» **WHAT IS EXPECTED**: Turn every line of the material below into a Markdown table with two columns, "Row" for a running row number and "Line" for the line itself. Leave out any blank lines.

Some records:

◇ ◇ ◇

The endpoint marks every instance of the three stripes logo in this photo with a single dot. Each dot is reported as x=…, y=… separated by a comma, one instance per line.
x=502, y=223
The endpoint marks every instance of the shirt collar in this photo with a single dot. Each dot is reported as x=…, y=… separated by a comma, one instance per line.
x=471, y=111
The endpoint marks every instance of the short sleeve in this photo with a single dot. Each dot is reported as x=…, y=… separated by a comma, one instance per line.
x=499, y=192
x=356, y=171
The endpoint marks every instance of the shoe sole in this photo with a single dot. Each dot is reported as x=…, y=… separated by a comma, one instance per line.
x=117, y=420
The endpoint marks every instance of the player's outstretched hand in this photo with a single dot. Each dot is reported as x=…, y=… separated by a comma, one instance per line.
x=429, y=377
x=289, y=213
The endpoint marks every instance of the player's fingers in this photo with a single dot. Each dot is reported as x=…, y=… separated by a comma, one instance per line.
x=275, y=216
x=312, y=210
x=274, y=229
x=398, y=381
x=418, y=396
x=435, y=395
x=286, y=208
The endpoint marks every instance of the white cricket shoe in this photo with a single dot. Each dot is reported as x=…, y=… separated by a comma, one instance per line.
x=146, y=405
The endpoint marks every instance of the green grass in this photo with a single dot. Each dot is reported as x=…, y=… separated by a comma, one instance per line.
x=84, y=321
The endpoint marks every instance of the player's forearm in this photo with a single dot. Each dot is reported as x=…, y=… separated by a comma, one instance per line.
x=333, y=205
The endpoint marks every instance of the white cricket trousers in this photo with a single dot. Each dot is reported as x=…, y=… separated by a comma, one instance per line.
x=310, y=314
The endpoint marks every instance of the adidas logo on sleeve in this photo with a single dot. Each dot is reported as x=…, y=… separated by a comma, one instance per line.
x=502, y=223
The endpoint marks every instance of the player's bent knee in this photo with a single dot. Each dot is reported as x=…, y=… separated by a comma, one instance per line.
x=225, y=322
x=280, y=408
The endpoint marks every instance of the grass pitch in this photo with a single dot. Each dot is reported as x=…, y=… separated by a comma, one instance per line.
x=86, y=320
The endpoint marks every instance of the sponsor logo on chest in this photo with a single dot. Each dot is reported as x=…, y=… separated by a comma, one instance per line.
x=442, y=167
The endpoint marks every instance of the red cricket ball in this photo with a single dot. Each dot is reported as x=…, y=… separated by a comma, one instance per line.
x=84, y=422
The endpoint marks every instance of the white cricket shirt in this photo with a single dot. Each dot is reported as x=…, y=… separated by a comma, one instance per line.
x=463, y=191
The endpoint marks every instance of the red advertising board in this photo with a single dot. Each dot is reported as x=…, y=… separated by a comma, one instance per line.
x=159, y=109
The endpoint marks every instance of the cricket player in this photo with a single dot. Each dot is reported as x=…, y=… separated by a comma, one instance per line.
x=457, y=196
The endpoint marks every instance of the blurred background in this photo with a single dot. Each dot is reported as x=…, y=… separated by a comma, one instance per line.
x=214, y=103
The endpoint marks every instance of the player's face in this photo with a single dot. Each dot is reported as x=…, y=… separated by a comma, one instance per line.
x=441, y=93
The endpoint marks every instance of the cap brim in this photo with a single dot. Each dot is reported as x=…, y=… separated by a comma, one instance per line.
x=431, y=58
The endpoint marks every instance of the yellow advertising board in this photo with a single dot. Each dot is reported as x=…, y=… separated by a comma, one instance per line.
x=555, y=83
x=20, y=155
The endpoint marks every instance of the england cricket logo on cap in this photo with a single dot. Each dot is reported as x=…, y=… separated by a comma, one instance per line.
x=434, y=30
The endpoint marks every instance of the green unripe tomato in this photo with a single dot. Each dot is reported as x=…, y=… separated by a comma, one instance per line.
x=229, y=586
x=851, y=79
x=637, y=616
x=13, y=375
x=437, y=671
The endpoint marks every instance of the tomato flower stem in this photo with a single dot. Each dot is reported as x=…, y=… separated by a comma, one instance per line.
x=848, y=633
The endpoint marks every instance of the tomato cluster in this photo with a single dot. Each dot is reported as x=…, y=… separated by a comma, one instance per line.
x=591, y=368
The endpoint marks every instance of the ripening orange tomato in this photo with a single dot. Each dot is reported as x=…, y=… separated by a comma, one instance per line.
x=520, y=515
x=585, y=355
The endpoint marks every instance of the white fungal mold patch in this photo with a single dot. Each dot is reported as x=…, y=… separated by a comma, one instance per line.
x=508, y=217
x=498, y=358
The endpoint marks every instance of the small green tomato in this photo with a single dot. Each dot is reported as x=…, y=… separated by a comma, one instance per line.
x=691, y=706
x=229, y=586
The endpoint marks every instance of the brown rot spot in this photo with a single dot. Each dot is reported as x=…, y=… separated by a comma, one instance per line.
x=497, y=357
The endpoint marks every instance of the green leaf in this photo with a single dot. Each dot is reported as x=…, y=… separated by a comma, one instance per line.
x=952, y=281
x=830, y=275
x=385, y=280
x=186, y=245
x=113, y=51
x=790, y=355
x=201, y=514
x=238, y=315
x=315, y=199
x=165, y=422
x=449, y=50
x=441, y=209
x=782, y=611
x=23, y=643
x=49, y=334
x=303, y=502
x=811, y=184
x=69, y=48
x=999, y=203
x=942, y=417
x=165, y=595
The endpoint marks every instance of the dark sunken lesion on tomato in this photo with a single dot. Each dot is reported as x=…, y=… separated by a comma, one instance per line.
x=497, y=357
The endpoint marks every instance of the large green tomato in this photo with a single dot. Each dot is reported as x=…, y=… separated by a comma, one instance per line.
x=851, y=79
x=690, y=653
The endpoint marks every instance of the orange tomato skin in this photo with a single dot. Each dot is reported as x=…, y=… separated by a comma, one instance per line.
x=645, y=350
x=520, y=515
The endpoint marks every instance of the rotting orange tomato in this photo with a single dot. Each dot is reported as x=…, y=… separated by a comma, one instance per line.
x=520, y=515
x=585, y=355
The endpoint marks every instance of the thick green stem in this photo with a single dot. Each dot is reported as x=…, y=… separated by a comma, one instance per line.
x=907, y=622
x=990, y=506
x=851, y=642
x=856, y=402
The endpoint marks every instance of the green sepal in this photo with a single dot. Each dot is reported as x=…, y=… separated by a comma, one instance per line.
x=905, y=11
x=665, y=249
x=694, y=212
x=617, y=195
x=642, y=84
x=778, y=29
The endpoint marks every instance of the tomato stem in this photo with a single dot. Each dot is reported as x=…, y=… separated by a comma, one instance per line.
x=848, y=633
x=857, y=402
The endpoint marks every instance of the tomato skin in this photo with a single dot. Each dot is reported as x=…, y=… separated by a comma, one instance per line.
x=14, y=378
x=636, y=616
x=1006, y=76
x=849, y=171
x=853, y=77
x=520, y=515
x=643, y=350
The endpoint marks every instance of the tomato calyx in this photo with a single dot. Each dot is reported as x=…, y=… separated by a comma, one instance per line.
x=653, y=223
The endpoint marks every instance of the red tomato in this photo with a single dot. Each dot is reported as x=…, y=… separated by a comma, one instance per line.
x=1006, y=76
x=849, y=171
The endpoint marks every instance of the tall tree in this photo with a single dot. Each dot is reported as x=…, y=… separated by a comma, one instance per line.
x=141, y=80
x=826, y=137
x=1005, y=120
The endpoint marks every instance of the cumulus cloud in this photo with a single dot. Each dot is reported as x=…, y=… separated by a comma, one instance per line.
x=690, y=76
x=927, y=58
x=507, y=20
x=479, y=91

◇ ◇ ◇

» **IN RESPONSE**:
| Row | Line |
|---|---|
| 1 | The endpoint marks every instance of the three stripes logo in this photo with a single dot. Each dot is reported as x=…, y=… separated by a comma, one instance per line. |
| 2 | x=502, y=223 |
| 3 | The endpoint marks every instance of the shirt collar in this photo with a single dot. Each dot is reported as x=…, y=… separated by a comma, one instance per line. |
| 4 | x=471, y=111 |
| 5 | The endpoint marks every instance of the short sleeve in this photo with a single dot. Each dot is reported as x=…, y=… separated by a comma, one instance per line. |
| 6 | x=499, y=192 |
| 7 | x=356, y=171 |
| 8 | The endpoint marks every instance of the shoe sole in this photo with a single dot. Each dot is reported as x=…, y=… separated by a comma, one instance per line. |
| 9 | x=117, y=420 |
| 10 | The endpoint marks every instance of the player's outstretched hand in this photo with a single dot. Each dot is reported as x=…, y=… separated by a comma, one instance per line. |
| 11 | x=429, y=377 |
| 12 | x=289, y=213 |
| 13 | The endpoint marks every instance of the player's fingers in this photo with a single dot. Each dot is reported as x=…, y=… separated by a comma, one instance per line. |
| 14 | x=275, y=216 |
| 15 | x=312, y=210 |
| 16 | x=274, y=229 |
| 17 | x=398, y=381 |
| 18 | x=418, y=396 |
| 19 | x=435, y=395 |
| 20 | x=286, y=208 |
| 21 | The endpoint marks every instance of the white cricket shoe in this photo with a single dot. Each dot is reported as x=…, y=… separated by a comma, one instance per line. |
| 22 | x=146, y=405 |
| 23 | The endpoint marks every instance of the green grass in this photo with a single dot. Each dot is reported as x=…, y=… separated by a comma, one instance per line. |
| 24 | x=84, y=321 |
| 25 | The endpoint marks every instance of the player's forearm in this photo with a single dot. Each dot is reported as x=…, y=… separated by a comma, one instance per line. |
| 26 | x=333, y=205 |
| 27 | The endpoint marks every instance of the white cricket trousers in this photo with a single dot. Each dot is reported as x=…, y=… separated by a comma, one instance per line. |
| 28 | x=310, y=314 |
| 29 | The endpoint marks every instance of the adidas logo on sleeve in this photo with a single dot. Each dot is reported as x=…, y=… separated by a comma, one instance per line. |
| 30 | x=502, y=223 |
| 31 | The endpoint marks every instance of the player's bent knee in this photo with a single dot. Each dot is reported as x=…, y=… separated by a comma, one instance per line. |
| 32 | x=225, y=322 |
| 33 | x=280, y=408 |
| 34 | The endpoint marks every instance of the grass pitch in this photo with a single dot. Each dot is reported as x=…, y=… separated by a comma, one instance per line. |
| 35 | x=86, y=320 |
| 36 | The endpoint marks every instance of the sponsor logo on chest in this photo with a single dot. Each dot is reported as x=…, y=… separated by a comma, one instance per line. |
| 37 | x=442, y=167 |
| 38 | The endpoint marks every instance of the red cricket ball in this photo with a single dot. Each dot is reported as x=…, y=… separated by a comma, one instance per line. |
| 39 | x=84, y=422 |
| 40 | The endpoint marks every instance of the white cricket shirt in this photo with a single dot. Each dot is reported as x=…, y=… separated by a comma, one instance per line. |
| 41 | x=463, y=191 |
| 42 | The endpoint marks every instance of the red advertising board in this photo with a single dot. Each dot is reported as x=…, y=… separated by a comma, one instance per line. |
| 43 | x=159, y=109 |
| 44 | The endpoint marks every instance of the cricket player in this photo with a single dot. Each dot is reported as x=…, y=… separated by a comma, one instance per line. |
| 45 | x=457, y=196 |
| 46 | The endpoint marks every instance of the blurred background in this photo with a single dot. Each dot is reported as x=…, y=… separated by a comma, one instance per line. |
| 47 | x=214, y=103 |
| 48 | The endpoint marks every instance of the player's face in this photo with a single dot. Each dot is reported as x=…, y=… separated by a comma, one instance per line. |
| 49 | x=441, y=93 |
| 50 | The endpoint marks every instance of the cap brim in this photo with a single dot. Each dot is reported as x=…, y=… separated by a comma, one instance per line. |
| 51 | x=431, y=58 |
| 52 | The endpoint marks every instance of the yellow advertising board in this photo with a single dot. Each dot is reported as x=…, y=… separated by a comma, one instance per line. |
| 53 | x=555, y=83 |
| 54 | x=20, y=155 |
| 55 | The endpoint marks every instance of the england cricket logo on cap in this photo with a single dot. Each dot is reported as x=…, y=… separated by a comma, one instance per line. |
| 56 | x=434, y=30 |
| 57 | The endpoint marks every instance of the green unripe tomato in this photo with a single dot. Each dot is reported as x=…, y=… separated by a comma, one instance per line. |
| 58 | x=229, y=586 |
| 59 | x=851, y=79 |
| 60 | x=637, y=616 |
| 61 | x=13, y=375 |
| 62 | x=437, y=671 |
| 63 | The endpoint marks every instance of the tomato flower stem in this photo with a single dot. Each dot is reported as x=…, y=… separated by a comma, one instance per line. |
| 64 | x=848, y=633 |
| 65 | The endpoint marks every instance of the tomato cluster in this photo with a single dot. Each dot is reported as x=…, y=… separated by a comma, one instance per line. |
| 66 | x=591, y=368 |
| 67 | The endpoint marks every instance of the ripening orange tomato in this photo with a single dot. Each dot is reported as x=…, y=… separated by a comma, one instance per line. |
| 68 | x=520, y=515 |
| 69 | x=585, y=355 |
| 70 | The endpoint marks every instance of the white fungal mold patch in this photo with a single dot. Each dot is reported as x=…, y=… separated by a comma, one instance per line. |
| 71 | x=508, y=217 |
| 72 | x=498, y=358 |
| 73 | The endpoint marks every instance of the small green tomato in this photo with a single dot. Each dot is reported as x=…, y=… separated by a comma, one instance per line. |
| 74 | x=691, y=706 |
| 75 | x=229, y=586 |
| 76 | The endpoint marks every instance of the brown rot spot in this photo with a single dot. Each dot is reported as x=…, y=… separated by a comma, one instance per line. |
| 77 | x=497, y=357 |
| 78 | The endpoint marks every instance of the green leaf in this photo with a single dot. Each dot is reported as x=…, y=… separated by a comma, one instance per line. |
| 79 | x=952, y=281 |
| 80 | x=830, y=275 |
| 81 | x=385, y=280 |
| 82 | x=186, y=245 |
| 83 | x=113, y=51 |
| 84 | x=790, y=355 |
| 85 | x=201, y=514 |
| 86 | x=238, y=315 |
| 87 | x=315, y=199 |
| 88 | x=165, y=422 |
| 89 | x=449, y=50 |
| 90 | x=441, y=209 |
| 91 | x=782, y=611 |
| 92 | x=23, y=643 |
| 93 | x=49, y=334 |
| 94 | x=303, y=502 |
| 95 | x=811, y=184 |
| 96 | x=69, y=48 |
| 97 | x=999, y=203 |
| 98 | x=942, y=417 |
| 99 | x=165, y=595 |
| 100 | The endpoint marks every instance of the dark sunken lesion on tomato in this photo with a single dot. Each dot is reported as x=…, y=… separated by a comma, one instance per line. |
| 101 | x=497, y=357 |
| 102 | The endpoint marks every instance of the large green tomato in this photo with a single dot. Each dot is reported as x=…, y=… separated by a comma, one instance per line. |
| 103 | x=851, y=79 |
| 104 | x=690, y=653 |
| 105 | The endpoint marks every instance of the orange tomato skin in this photo with a single dot. Each dot is reported as x=…, y=… separated by a comma, one instance per line. |
| 106 | x=645, y=350 |
| 107 | x=520, y=515 |
| 108 | The endpoint marks every instance of the rotting orange tomato in this photo with a single dot. Each dot is reported as x=…, y=… separated by a comma, one instance per line. |
| 109 | x=520, y=515 |
| 110 | x=585, y=355 |
| 111 | The endpoint marks every instance of the thick green stem in this photo with a single dot. Each dot is reported as x=…, y=… separated by a comma, one instance per line. |
| 112 | x=907, y=622 |
| 113 | x=990, y=506 |
| 114 | x=851, y=642 |
| 115 | x=856, y=402 |
| 116 | The endpoint marks every instance of the green sepal in this photo with a single dot. Each dot is reported as x=…, y=… separated by a comma, one instance per line. |
| 117 | x=905, y=11 |
| 118 | x=665, y=249 |
| 119 | x=694, y=212 |
| 120 | x=617, y=195 |
| 121 | x=642, y=84 |
| 122 | x=778, y=29 |
| 123 | The endpoint marks every instance of the tomato stem in this photo with a single dot. Each dot is reported as x=…, y=… separated by a comma, one instance per line. |
| 124 | x=848, y=633 |
| 125 | x=857, y=402 |
| 126 | The endpoint marks every instance of the tomato skin in this photo with a single dot. Each dot is reported as x=…, y=… separated by a comma, one instance per line. |
| 127 | x=14, y=378 |
| 128 | x=636, y=616 |
| 129 | x=1006, y=76 |
| 130 | x=849, y=171 |
| 131 | x=853, y=77 |
| 132 | x=520, y=515 |
| 133 | x=643, y=350 |
| 134 | The endpoint marks every instance of the tomato calyx in this photo with a single dot. Each dot is reported as x=…, y=… separated by a comma, one instance per line. |
| 135 | x=653, y=223 |
| 136 | The endpoint marks every instance of the red tomato in this photo with a single dot. Each dot is reported as x=…, y=… separated by a comma, one instance per line. |
| 137 | x=1006, y=76 |
| 138 | x=849, y=171 |
| 139 | The endpoint marks every instance of the tall tree in this photo with a single dot. Each dot is reported as x=…, y=… separated by a comma, one instance per line. |
| 140 | x=141, y=80 |
| 141 | x=826, y=137 |
| 142 | x=1005, y=120 |
| 143 | The endpoint marks every instance of the cumulus cloud in this photo with a single dot. Each dot is reported as x=…, y=… separated by a comma, one instance per line. |
| 144 | x=690, y=76 |
| 145 | x=927, y=58 |
| 146 | x=507, y=20 |
| 147 | x=479, y=91 |